Jim, as he was known to his friends, was born on the 8th December 1914 in Melbourne, Victoria. He enlisted in the RAAF on the 4th March 1940.
Jim was selected for pilot training and graduated as a fighter pilot. He then spent some time with No.1 Operational Training Units Nhill, Victoria, and No.2 OTU Mildura, NSW.
While Jim was instructing at No.2 OTU Mildura, he was involved in a tragic mid-air collision at 1400 hrs on the 21st January 1943. ADF Serials reports that whilst he was in a Section mock combat exercise some three miles from Mildura, A20-277 (Jim’s Fairey Battle aircraft) was struck by A20-349 (another Fairey Battle) piloted by Pilot Officer G.E. Taffe at about 7,000 ft. The collision caused the tail of A20-277 to break away completely, sending both aircraft crashing out of control. Sergeant John Michael David Ryan Serv #414139 (Jim’s pupil) was killed, while Jim survived after baling out of the aircraft. The crew of A20-349, Pilot Officer G.E. Taffe and Sergeant A.F. Bates Serv #413510, was killed. Both aircraft were complete write-offs. The photo is of some Fairey Battles at an unknown location in Australia.
In November 1943, Jim was posted to 457 Squadron and he served with the Squadron until November 1944. At that stage of the war, 457 Squadron was based in Livingstone in the Northern Territory as part of 1 Fighter Wing, defending Darwin. It remained there until it transferred to the newly formed 80 Wing and moved to Sattler on the 13th May 1944. During the Squadron’s time as part of Darwin’s air garrison, it detached aircraft on several occasions to Milingimbi, Drysdale, Perth and Exmouth. While at Livingstone, the Squadron was re-equipped with an updated version of the Spitfire, imported from Britain, which arrived in a grey and green camouflage scheme. This led to the Squadron nicknaming itself the “Grey Nurse Squadron” and adorning its aircraft with a distinctive shark’s mouth on the nose. By early July 1944, the air defence of Darwin had been handed over to several Royal Air Force squadrons, allowing 457 Squadron to be employed in ground attack, and occasionally maritime attack roles, against targets in the Dutch East Indies.

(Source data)
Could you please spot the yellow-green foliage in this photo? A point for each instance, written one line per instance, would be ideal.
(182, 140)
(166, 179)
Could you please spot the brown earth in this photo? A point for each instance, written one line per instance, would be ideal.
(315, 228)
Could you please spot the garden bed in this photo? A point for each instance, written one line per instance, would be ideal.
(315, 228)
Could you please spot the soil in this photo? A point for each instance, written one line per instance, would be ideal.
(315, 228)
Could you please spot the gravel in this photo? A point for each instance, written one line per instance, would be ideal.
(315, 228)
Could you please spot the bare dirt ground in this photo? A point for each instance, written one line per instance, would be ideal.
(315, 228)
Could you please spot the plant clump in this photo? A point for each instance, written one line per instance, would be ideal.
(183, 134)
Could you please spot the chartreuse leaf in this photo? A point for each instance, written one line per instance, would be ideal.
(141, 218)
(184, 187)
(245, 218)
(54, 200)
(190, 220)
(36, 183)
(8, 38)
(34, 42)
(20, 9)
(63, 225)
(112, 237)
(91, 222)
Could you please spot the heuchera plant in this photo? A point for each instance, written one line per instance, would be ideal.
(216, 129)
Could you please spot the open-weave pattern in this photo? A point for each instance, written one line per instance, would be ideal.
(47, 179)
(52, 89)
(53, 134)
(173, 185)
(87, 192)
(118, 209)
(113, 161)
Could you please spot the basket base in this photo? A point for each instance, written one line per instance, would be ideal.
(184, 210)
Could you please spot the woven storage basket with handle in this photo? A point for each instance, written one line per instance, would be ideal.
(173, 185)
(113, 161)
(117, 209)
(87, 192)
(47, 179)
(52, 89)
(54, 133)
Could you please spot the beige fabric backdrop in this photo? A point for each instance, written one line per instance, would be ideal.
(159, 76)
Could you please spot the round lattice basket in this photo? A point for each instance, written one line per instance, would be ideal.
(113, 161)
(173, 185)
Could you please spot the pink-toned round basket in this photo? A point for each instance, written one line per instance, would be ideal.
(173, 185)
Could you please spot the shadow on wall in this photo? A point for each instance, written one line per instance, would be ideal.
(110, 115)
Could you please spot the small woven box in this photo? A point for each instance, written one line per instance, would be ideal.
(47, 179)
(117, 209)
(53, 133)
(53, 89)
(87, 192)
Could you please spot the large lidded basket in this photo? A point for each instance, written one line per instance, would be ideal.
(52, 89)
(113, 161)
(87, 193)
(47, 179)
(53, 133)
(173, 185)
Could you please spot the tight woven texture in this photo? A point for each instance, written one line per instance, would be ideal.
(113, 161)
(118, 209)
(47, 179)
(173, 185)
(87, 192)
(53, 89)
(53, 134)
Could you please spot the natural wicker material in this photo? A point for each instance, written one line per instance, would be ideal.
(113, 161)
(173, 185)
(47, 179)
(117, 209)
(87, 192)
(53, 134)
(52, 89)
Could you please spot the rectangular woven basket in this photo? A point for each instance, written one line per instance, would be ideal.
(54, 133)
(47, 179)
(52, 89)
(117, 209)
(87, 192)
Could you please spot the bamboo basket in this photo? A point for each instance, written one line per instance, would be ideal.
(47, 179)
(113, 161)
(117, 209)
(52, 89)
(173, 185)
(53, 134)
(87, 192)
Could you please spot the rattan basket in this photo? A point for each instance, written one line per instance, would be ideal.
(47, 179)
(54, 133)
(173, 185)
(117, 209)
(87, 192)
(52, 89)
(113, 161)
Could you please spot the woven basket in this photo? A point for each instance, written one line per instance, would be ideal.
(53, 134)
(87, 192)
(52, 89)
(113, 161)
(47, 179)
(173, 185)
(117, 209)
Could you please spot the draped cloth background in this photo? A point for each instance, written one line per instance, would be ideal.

> [The task]:
In the account of Jim's RAAF service, what nickname did 457 Squadron give itself?

> [Completed exercise]:
The "Grey Nurse Squadron"